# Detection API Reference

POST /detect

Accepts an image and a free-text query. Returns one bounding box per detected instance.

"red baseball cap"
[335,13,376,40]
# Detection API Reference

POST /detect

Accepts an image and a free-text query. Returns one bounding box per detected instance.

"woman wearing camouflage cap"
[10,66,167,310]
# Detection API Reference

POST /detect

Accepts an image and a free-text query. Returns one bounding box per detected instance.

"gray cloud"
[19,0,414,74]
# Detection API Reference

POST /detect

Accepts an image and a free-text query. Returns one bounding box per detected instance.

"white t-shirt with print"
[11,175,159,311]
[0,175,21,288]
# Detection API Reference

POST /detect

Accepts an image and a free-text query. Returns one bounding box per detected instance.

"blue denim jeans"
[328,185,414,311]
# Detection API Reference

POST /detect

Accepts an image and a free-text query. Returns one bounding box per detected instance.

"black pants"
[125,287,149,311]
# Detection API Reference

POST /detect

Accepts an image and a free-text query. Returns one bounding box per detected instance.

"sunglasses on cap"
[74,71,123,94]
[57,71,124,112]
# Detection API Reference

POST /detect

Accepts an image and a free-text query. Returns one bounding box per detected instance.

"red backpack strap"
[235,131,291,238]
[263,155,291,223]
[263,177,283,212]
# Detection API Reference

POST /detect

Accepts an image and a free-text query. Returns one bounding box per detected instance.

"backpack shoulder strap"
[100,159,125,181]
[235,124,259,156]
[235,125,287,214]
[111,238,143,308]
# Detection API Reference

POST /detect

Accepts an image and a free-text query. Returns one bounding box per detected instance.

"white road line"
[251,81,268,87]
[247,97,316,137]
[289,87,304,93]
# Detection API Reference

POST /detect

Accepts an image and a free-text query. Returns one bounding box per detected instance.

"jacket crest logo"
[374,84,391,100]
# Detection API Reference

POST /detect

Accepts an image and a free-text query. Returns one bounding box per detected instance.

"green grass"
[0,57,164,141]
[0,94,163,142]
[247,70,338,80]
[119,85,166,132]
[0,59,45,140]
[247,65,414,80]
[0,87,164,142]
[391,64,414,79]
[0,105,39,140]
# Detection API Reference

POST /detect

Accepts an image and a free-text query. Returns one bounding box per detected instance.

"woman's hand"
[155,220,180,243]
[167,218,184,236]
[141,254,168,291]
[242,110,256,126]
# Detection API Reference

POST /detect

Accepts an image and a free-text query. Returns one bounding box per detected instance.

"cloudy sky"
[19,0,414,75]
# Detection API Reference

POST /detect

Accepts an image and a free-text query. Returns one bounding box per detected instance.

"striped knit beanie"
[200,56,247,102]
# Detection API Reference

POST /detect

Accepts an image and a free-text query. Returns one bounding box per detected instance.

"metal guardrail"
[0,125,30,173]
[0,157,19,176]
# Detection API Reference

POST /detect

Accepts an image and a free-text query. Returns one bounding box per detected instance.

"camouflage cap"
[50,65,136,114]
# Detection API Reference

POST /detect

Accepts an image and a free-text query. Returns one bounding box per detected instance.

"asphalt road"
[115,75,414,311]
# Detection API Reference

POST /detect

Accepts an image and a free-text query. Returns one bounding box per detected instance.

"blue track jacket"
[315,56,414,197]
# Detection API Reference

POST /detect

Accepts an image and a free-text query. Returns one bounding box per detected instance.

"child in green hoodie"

-- WHAT IS NEEDED --
Set down the data once more, exactly as shown above.

-- RESPONSE BOX --
# Detection API Reference

POST /detect

Accepts an image and a free-text query. Returns one bounding box per detected instance.

"red baseball cap"
[335,13,376,40]
# Detection API Reference

POST /detect

Accepts an image and a free-text query. Returns one bounding box per detected instance.

"woman wearing camouflage cap"
[10,66,167,310]
# Detection API Reference

POST /detect

Accepts an image and a free-text query. Returns one bounding box per detected instance.

"gray cloud"
[19,0,414,74]
# Detection API Reference

POST /detect

Accepts an image and a free-text query. Returns one bounding box per detected instance.

"white t-shirt with print"
[11,175,159,311]
[0,175,21,288]
# Detection API Reference

POST /detect

Accepts an image and a free-text query. Returns one bounding box per detected instance.

"blue denim jeans"
[328,185,414,311]
# Detection API Reference

POST /detect

Accepts an image and a free-text query. Returns one bounding box per detected instance.

"black pants"
[125,287,149,311]
# Detection API Reference

POST /detect

Accepts an image and a free-text query. Returns one bounding box per detected instance.

"sunglasses on cap"
[74,71,123,94]
[57,71,124,112]
# Detection API Reference

POST /detect

Accepts an image and a free-text query. Returns one bounding box per detected instance.

"red backpack strap"
[235,131,291,238]
[263,155,291,223]
[263,177,283,212]
# Detection API Reference

POST /detect

Accepts an image and a free-text query. Returns one bounding box per detected instance.

"backpack shoulder strap"
[100,159,125,181]
[235,124,259,156]
[235,125,287,214]
[111,238,143,308]
# Detection API Reference

POST /detect

Accepts an image and a free-text query. Returns one bounding box per detected instance.

"white road line"
[251,81,268,87]
[247,97,316,137]
[289,87,304,93]
# Detection API Reference

POST /detect

Accepts an image and a free-text query. Returns one bounding box per detected instance.

"jacket crest logo"
[374,84,391,100]
# Detection API Reference

POST /detect

Accepts an image and a free-text query. Returns one bounding box per detected instance.

"green grass"
[0,57,164,141]
[0,94,163,142]
[247,70,338,80]
[119,85,166,132]
[0,59,45,140]
[247,65,414,80]
[0,87,164,142]
[391,64,414,79]
[0,105,39,140]
# Detection API Reference

POST /detect

Accepts an image and a free-text query. Returns one bounding box per detected instance.

"woman's hand"
[155,220,180,243]
[167,218,184,236]
[141,254,168,291]
[242,110,256,126]
# Detection API Reference

POST /detect

Accepts an image and a free-text query. Returns one bounding box per detected instance.

"cloudy sky"
[19,0,414,75]
# Detection API Reference

POST /detect

Accepts an image and a free-text query. Returns one bounding box per detected instance.

"striped knit beanie"
[200,56,247,102]
# Detection API Reference

POST /detect

Accepts an image and a free-text query. Returns one bounding box per detected instance.

"metal guardrail"
[0,125,30,173]
[0,157,19,176]
# Detection API Reference

POST /detect

Accepts an image and a free-text query. Returns one bounding box per detected instance.

"camouflage cap"
[50,65,136,114]
# Detection API Reference

POST /detect

Accepts an image and a free-text query. Returns one bounding box per detected instance.

"asphalt road"
[115,75,414,311]
# Detection API Reference

POST /detect

Accepts an image and a free-text query. Returns one bounding box per detected instance.

"blue track jacket"
[315,56,414,197]
# Detection API Reference

POST /detect

Accepts an image and a free-text query. Returns one bounding box per detected instance.

"child in green hoodie"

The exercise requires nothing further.